··· EXTRACT PROVIDED ···
CONTRIBUTION

Introduction

From a more fundamental perspective, our project shows a practical and efficient way to utilize AI in synthetic biology, which is a pure invention and has not been proposed before as far as we know [1]. We provide a excellent performing AI model that can generate promoter sequences with specific expression rate, which will help fasten the commercialization of synthetic biology. Furthermore, we proved that through our ‘pre-train + fine-tuning’ paradigm, synthetic biologists can fully utilize limited data generated in experiments to generate high-performing AI model. Meanwhile, our paradigm is very biologists-favored, which means high professional model building skills are not requirements in our paradigm to persue a high-performing AI model [2].

Trough our project, we hope we can introduce a tighter bound between synthetic biology and AI, pushing forward the boundary of AI for biology.


At the mean time, our artificial intelligence product Pymarker has shown its ability in tackling real challenges. Currently, significant breakthroughs have been achieved in the application of brewing yeast in the field of biotechnology. One of them is the production of the heat-labile toxin B subunit (LTB) of Escherichia coli using brewing yeast. LTB is an important oral vaccine adjuvant widely used to prevent various diseases such as cholera, traveler’s diarrhea, and E. coli infection. LTB produced by brewing yeast has good safety and immunogenicity. Compared traditional LTB production methods, such as the E. coli expression system, LTB produced by brewing yeast is purer and does not contain residual host cell materials and endotoxins. At the same time, LTB produced by brewing yeast shows good immunogenicity in oral vaccines, effectively activating the immune system and inducing specific immune responses [3].
··· EXERCISE DATA ···
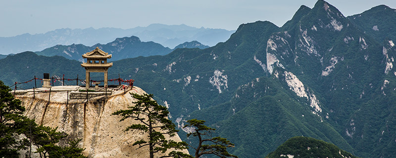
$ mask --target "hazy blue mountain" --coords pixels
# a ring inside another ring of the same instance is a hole
[[[380,43],[386,38],[396,40],[395,9],[380,5],[347,18]]]
[[[235,31],[197,28],[184,24],[166,25],[159,24],[146,27],[121,29],[103,28],[95,29],[56,29],[45,34],[25,34],[11,37],[0,37],[0,53],[8,54],[25,51],[37,51],[55,45],[73,43],[93,45],[106,43],[117,38],[139,37],[143,41],[152,41],[172,48],[186,41],[198,40],[209,46],[224,41]]]
[[[294,137],[265,157],[278,158],[356,158],[332,144],[320,140],[302,136]]]
[[[185,42],[182,44],[179,44],[177,46],[175,47],[174,49],[176,49],[177,48],[198,48],[201,49],[207,48],[209,46],[207,45],[202,44],[199,42],[197,40],[193,40],[190,42]]]
[[[153,94],[169,107],[183,140],[196,142],[186,137],[189,129],[181,128],[186,120],[204,119],[217,129],[213,136],[235,144],[230,151],[240,158],[264,157],[298,136],[357,157],[393,158],[396,46],[390,38],[379,42],[357,25],[319,0],[312,8],[301,6],[280,28],[268,21],[244,24],[227,41],[206,49],[115,61],[109,78],[134,79]],[[85,76],[78,62],[20,54],[0,59],[6,66],[0,68],[0,79],[7,85],[42,70]],[[57,64],[35,61],[43,59]]]
[[[141,41],[135,36],[117,38],[112,42],[105,44],[96,44],[88,46],[79,44],[70,45],[56,45],[41,51],[36,52],[38,55],[51,56],[59,55],[67,59],[83,61],[82,55],[99,47],[105,52],[113,54],[109,61],[115,61],[126,58],[152,55],[164,55],[168,54],[172,49],[165,47],[160,44],[152,42]],[[201,44],[197,41],[186,42],[178,45],[178,48],[199,48],[203,49],[209,46]]]
[[[5,58],[6,57],[7,57],[7,55],[0,54],[0,59]]]

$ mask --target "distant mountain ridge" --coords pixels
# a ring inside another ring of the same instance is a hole
[[[294,137],[288,139],[265,158],[357,158],[334,144],[302,136]]]
[[[95,29],[56,29],[45,34],[24,34],[11,37],[0,37],[0,54],[17,53],[25,51],[42,51],[55,45],[73,43],[93,45],[106,43],[117,38],[139,37],[144,41],[152,41],[172,48],[185,41],[197,40],[204,45],[213,46],[224,41],[235,31],[197,28],[184,24],[167,25],[151,24],[146,27],[121,29],[102,28]]]
[[[297,136],[358,157],[394,158],[396,41],[365,32],[374,23],[367,19],[358,25],[319,0],[312,8],[301,6],[282,27],[268,21],[243,24],[209,48],[115,61],[109,78],[134,79],[153,94],[169,107],[182,140],[194,143],[182,128],[186,120],[204,119],[216,128],[213,136],[235,144],[229,151],[241,158],[264,157]],[[8,56],[0,65],[0,79],[7,85],[43,72],[84,76],[78,61],[32,52]],[[93,75],[98,77],[102,78]]]
[[[94,50],[97,47],[106,52],[113,54],[112,57],[108,59],[109,61],[137,57],[140,56],[164,55],[174,50],[168,47],[165,47],[160,44],[152,41],[142,41],[139,38],[136,36],[131,36],[117,38],[114,41],[107,44],[98,43],[92,46],[86,46],[81,44],[73,44],[69,45],[56,45],[43,51],[36,52],[36,53],[47,56],[58,55],[67,59],[83,62],[84,60],[82,55]],[[195,40],[180,44],[175,49],[196,47],[203,49],[209,47],[209,46]]]

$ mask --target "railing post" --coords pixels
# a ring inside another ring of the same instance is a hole
[[[50,96],[48,97],[48,103],[50,103],[50,99],[51,98],[51,88],[50,88]]]
[[[16,82],[15,82],[15,87],[14,88],[14,95],[15,95],[15,91],[16,90]]]
[[[120,78],[120,74],[118,74],[118,85],[121,85],[121,78]]]
[[[36,84],[36,76],[34,76],[34,86],[37,88],[37,84]]]

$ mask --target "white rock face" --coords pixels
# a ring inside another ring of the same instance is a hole
[[[175,65],[176,65],[176,63],[174,61],[173,63],[170,63],[169,65],[167,65],[166,68],[165,68],[164,71],[169,72],[169,74],[171,74],[172,72],[175,72],[174,70],[173,70],[173,71],[172,71],[172,66]]]
[[[266,69],[265,68],[265,64],[263,64],[263,63],[262,63],[261,61],[257,59],[255,55],[254,55],[254,57],[253,57],[253,59],[254,60],[254,61],[255,61],[256,62],[257,62],[257,64],[258,64],[258,65],[259,65],[260,66],[261,66],[261,68],[263,68],[263,70],[264,70],[264,72],[266,71]]]
[[[382,53],[385,56],[385,60],[386,60],[387,62],[387,65],[385,67],[385,71],[384,73],[385,74],[388,74],[389,71],[391,71],[391,70],[392,70],[393,68],[393,64],[392,64],[392,62],[393,62],[394,60],[393,57],[391,57],[391,59],[389,58],[389,57],[388,56],[388,49],[385,48],[385,47],[382,47]]]
[[[286,83],[288,83],[288,85],[290,87],[290,89],[296,93],[297,96],[300,97],[308,98],[308,95],[305,93],[305,88],[304,87],[304,84],[293,73],[285,71],[285,77]]]
[[[228,88],[228,80],[227,79],[227,75],[223,75],[224,70],[220,71],[216,70],[213,72],[213,76],[209,79],[209,82],[212,85],[216,87],[219,90],[219,93],[221,93],[222,89],[226,89]]]
[[[343,60],[343,58],[341,58],[341,60]],[[329,74],[333,71],[333,69],[334,69],[334,67],[338,63],[338,57],[336,56],[333,56],[330,59],[330,65],[326,67],[325,70],[322,71],[322,76],[327,76],[329,75]]]
[[[380,30],[378,29],[378,27],[377,25],[373,26],[373,29],[372,29],[374,31],[380,31]]]
[[[336,19],[333,19],[333,20],[331,21],[330,24],[333,26],[333,27],[335,30],[340,31],[343,29],[343,25],[341,24],[340,22],[336,20]]]
[[[367,44],[366,43],[366,40],[364,40],[364,38],[359,37],[359,43],[360,43],[360,46],[362,47],[363,49],[366,49],[368,47]]]
[[[78,87],[64,87],[64,90]],[[141,95],[146,93],[135,86],[125,94],[123,89],[113,91],[107,100],[99,96],[90,99],[88,102],[86,99],[69,100],[68,104],[66,91],[52,91],[49,103],[49,93],[38,93],[37,90],[35,98],[33,92],[17,95],[16,98],[22,101],[22,105],[26,109],[24,115],[34,118],[38,124],[58,127],[58,131],[65,132],[69,138],[82,138],[80,147],[86,148],[83,154],[89,158],[147,158],[148,146],[137,149],[138,146],[132,144],[147,138],[148,134],[135,130],[124,131],[127,126],[139,122],[130,118],[120,122],[120,116],[111,115],[131,105],[134,99],[129,92]],[[165,137],[181,141],[177,135],[171,138],[165,135]]]
[[[302,82],[293,73],[285,71],[284,75],[285,79],[290,89],[296,93],[297,96],[306,98],[309,100],[310,106],[315,109],[315,111],[312,111],[312,113],[319,116],[317,113],[321,113],[322,109],[319,105],[319,101],[316,99],[316,96],[313,92],[310,93],[309,90],[306,90]],[[309,94],[307,93],[307,92]]]
[[[186,78],[184,78],[184,86],[186,86],[190,84],[190,81],[191,81],[191,77],[189,76]]]
[[[391,47],[393,47],[395,46],[395,43],[393,43],[393,41],[392,40],[389,40],[389,44],[391,45]]]

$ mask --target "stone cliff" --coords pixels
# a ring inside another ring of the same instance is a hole
[[[140,95],[146,92],[136,86],[129,87],[124,92],[120,86],[109,88],[112,93],[107,98],[105,95],[90,95],[88,101],[86,97],[69,99],[73,93],[75,96],[79,95],[75,93],[86,94],[79,92],[83,89],[78,86],[55,86],[50,95],[50,88],[46,88],[36,89],[34,95],[33,89],[17,91],[15,95],[26,108],[24,114],[34,118],[38,124],[58,127],[58,130],[68,134],[69,138],[82,138],[80,147],[86,148],[83,153],[89,158],[148,157],[148,146],[137,149],[137,146],[132,146],[148,134],[140,131],[124,131],[127,126],[139,122],[132,119],[120,122],[120,117],[111,115],[132,104],[134,99],[129,92]],[[181,141],[177,135],[170,139]]]

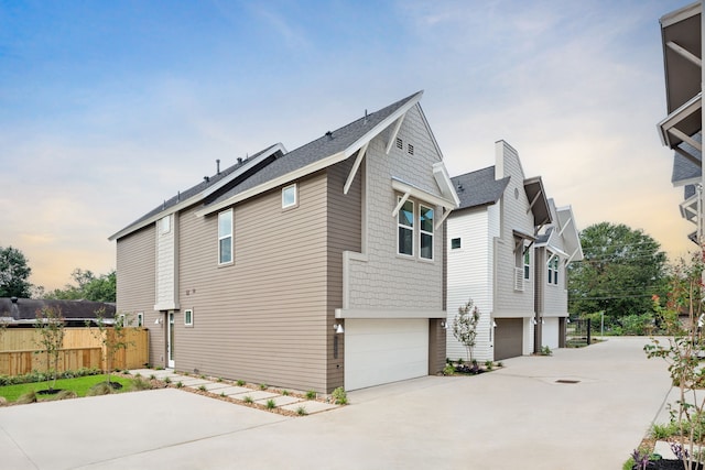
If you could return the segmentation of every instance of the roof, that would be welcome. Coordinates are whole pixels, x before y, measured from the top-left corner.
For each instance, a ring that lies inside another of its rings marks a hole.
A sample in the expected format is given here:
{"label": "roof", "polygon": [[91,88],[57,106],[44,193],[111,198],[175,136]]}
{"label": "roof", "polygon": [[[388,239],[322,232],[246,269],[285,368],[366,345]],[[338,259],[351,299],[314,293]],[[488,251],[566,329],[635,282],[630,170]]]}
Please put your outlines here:
{"label": "roof", "polygon": [[[196,215],[205,216],[215,212],[350,157],[392,123],[402,119],[409,109],[419,103],[422,95],[423,91],[417,91],[379,111],[366,113],[349,124],[328,131],[313,142],[286,153],[252,177],[208,203]],[[445,199],[452,199],[452,196],[444,194]],[[447,205],[456,206],[455,203]]]}
{"label": "roof", "polygon": [[451,178],[460,199],[458,209],[496,204],[509,184],[509,176],[495,179],[495,166]]}
{"label": "roof", "polygon": [[241,181],[247,179],[252,174],[260,171],[263,166],[281,157],[285,152],[286,149],[284,149],[281,143],[278,143],[270,145],[245,160],[238,159],[238,162],[235,165],[229,166],[213,176],[204,177],[200,183],[186,190],[178,192],[176,195],[172,196],[170,199],[165,199],[158,207],[150,210],[122,230],[110,236],[108,239],[115,240],[124,237],[126,234],[139,230],[169,214],[180,210],[181,208],[200,203],[207,197],[217,194],[218,190],[231,185],[237,185]]}
{"label": "roof", "polygon": [[96,318],[100,309],[105,309],[106,318],[112,318],[116,310],[115,304],[105,302],[0,297],[0,317],[12,318],[11,324],[34,323],[36,311],[43,308],[58,308],[66,320],[82,324]]}
{"label": "roof", "polygon": [[[696,142],[703,141],[703,135],[697,132],[693,135]],[[694,183],[699,183],[703,171],[699,164],[702,164],[702,153],[687,142],[681,142],[679,144],[679,151],[673,153],[673,173],[671,174],[671,183],[673,186],[683,186]]]}

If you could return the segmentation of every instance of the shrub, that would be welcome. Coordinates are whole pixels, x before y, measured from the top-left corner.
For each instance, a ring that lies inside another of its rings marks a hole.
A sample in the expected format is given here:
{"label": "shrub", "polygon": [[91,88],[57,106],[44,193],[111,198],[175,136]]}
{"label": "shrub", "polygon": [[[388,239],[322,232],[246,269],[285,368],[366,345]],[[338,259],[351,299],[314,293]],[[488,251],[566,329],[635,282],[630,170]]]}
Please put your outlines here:
{"label": "shrub", "polygon": [[333,403],[335,403],[336,405],[348,404],[348,396],[341,386],[338,386],[336,390],[333,391]]}
{"label": "shrub", "polygon": [[20,405],[26,405],[28,403],[36,403],[36,393],[32,390],[24,395],[21,395],[17,402]]}

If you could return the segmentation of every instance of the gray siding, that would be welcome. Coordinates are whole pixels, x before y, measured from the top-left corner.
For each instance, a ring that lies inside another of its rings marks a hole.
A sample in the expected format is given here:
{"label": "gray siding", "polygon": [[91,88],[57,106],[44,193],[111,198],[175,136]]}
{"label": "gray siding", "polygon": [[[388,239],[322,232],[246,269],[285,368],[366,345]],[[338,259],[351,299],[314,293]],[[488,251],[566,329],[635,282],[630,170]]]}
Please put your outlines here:
{"label": "gray siding", "polygon": [[281,209],[281,189],[235,206],[231,265],[217,264],[217,215],[180,217],[180,303],[194,326],[176,325],[176,369],[328,389],[325,173],[297,190],[292,209]]}
{"label": "gray siding", "polygon": [[[361,250],[364,171],[358,171],[348,194],[343,194],[354,160],[355,156],[327,170],[326,392],[328,393],[343,386],[345,376],[345,335],[336,335],[333,329],[334,325],[344,323],[335,319],[335,309],[343,307],[343,252]],[[337,341],[337,357],[334,357],[335,341]]]}
{"label": "gray siding", "polygon": [[150,363],[164,364],[164,329],[154,325],[163,316],[153,310],[156,277],[155,226],[151,225],[117,242],[117,311],[144,314],[150,328]]}
{"label": "gray siding", "polygon": [[[432,165],[441,161],[432,135],[417,107],[409,110],[398,136],[403,147],[392,145],[386,154],[392,127],[372,140],[365,157],[367,207],[367,261],[351,261],[349,270],[349,305],[351,309],[425,309],[443,308],[443,226],[434,232],[433,261],[420,260],[417,228],[414,258],[397,254],[397,219],[392,210],[401,196],[392,187],[400,178],[429,193],[441,196]],[[409,154],[413,145],[413,155]],[[419,210],[419,200],[414,200]],[[435,217],[441,208],[435,207]]]}

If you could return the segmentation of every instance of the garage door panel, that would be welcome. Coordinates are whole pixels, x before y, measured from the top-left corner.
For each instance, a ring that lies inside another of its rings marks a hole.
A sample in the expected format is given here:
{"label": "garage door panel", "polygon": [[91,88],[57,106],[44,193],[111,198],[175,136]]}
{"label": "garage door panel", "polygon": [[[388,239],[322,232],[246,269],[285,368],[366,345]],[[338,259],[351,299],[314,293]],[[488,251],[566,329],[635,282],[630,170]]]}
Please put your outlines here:
{"label": "garage door panel", "polygon": [[495,360],[517,358],[523,352],[523,318],[495,318]]}
{"label": "garage door panel", "polygon": [[348,319],[345,336],[347,390],[429,373],[427,319]]}

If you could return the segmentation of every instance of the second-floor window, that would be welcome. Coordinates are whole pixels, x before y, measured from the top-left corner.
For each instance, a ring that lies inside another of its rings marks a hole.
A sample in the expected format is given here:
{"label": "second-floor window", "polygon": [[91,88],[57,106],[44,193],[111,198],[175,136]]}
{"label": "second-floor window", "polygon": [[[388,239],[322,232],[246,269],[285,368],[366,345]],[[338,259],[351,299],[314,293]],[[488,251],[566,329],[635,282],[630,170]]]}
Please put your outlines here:
{"label": "second-floor window", "polygon": [[421,258],[433,260],[433,209],[422,205],[419,210],[419,230],[421,232]]}
{"label": "second-floor window", "polygon": [[[401,200],[401,197],[399,198]],[[413,256],[414,254],[414,204],[406,200],[397,216],[398,252]]]}
{"label": "second-floor window", "polygon": [[232,262],[232,209],[218,214],[218,264]]}

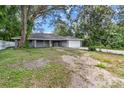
···
EXERCISE A:
Condense the paragraph of the contribution text that begins "At the mean time, our artificial intelligence product Pymarker" into a bulleted list that keeps its main facts.
EXERCISE B:
Continue the contribution text from the point where it stops.
The items above are separate material from the contribution text.

TASK RESULT A:
- The AI product Pymarker has shown it can tackle real challenges.
- Brewing yeast has led to significant breakthroughs in biotechnology. One is the production of the heat-labile toxin B subunit (LTB) of Escherichia coli.
- LTB is an important oral vaccine adjuvant. It is widely used to prevent diseases such as cholera, traveler's diarrhea and E. coli infection.
- LTB made in brewing yeast has good safety and immunogenicity.
- Compared with traditional methods such as the E. coli expression system, yeast-produced LTB is purer and has no residual host cell materials or endotoxins.
- In oral vaccines it effectively activates the immune system and induces specific immune responses.

TASK RESULT B:
HOWEVER, limited expression rate of LTB in yeasts have remaining a grate problem for a long time. The promoter is an important element in gene expression regulation. It determines the expression levels of genes in cells. Our Pymaker can predict the strength levels of different promoters, providing a basis for selecting suitable promoters to ensure efficient expression of LTB in brewing yeast. Ultimately, we successfully applied the predicted promoters to express LTB in brewing yeast by combining the predicted results with the gene expression system of brewing yeast. This provides new methods and tools for the efficient and controllable production of LTB. Importantly, our project offers a more feasible and efficient approach to LTB production. Traditional production methods may require a significant amount of time and resources, while our project uses artificial intelligence technology to predict promoter strength, enabling the rapid screening of suitable promoters and thereby improving the yield and purity of LTB. is of great meeting the demand for oral vaccine adjuvants.

Pymaker

1. principle

2. Training data source

We extensively searched for raw data suitable for training artificial intelligence and finally discovered a dataset publicly available in a Nature article [4]. The dataset consists of a total of 30 million pairs of core promoter sequences and expression levels. The format is shown in the diagram below, with random synthetic core promoter sequences in the front and high-throughput measured expression intensities in the back. Specifically, the log2(RFP/YFP) of the dual-fluorescent expression driven by the promoter is the data.


3. Pearson coefficient

Our artificial intelligence (AI) model is essentially a regression model, and as such, we selected the Pearson Correlation Coefficient as the evaluation metric to assess goodness of fit. This coefficient is commonly used to measure the linear relationship between two sets of variables. It ranges from 0.0 to 1.0, where 0.8-1.0 indicates a very strong correlation, 0.6-0.8 indicates a strong correlation, 0.4-0.6 indicates a moderate correlation, 0.2-0.4 indicates a weak correlation, and 0.0-0.2 indicates a very weak or no correlation.


The figure illustrates the correlation between expression predicted by Pymaker and measured expression from the dataset.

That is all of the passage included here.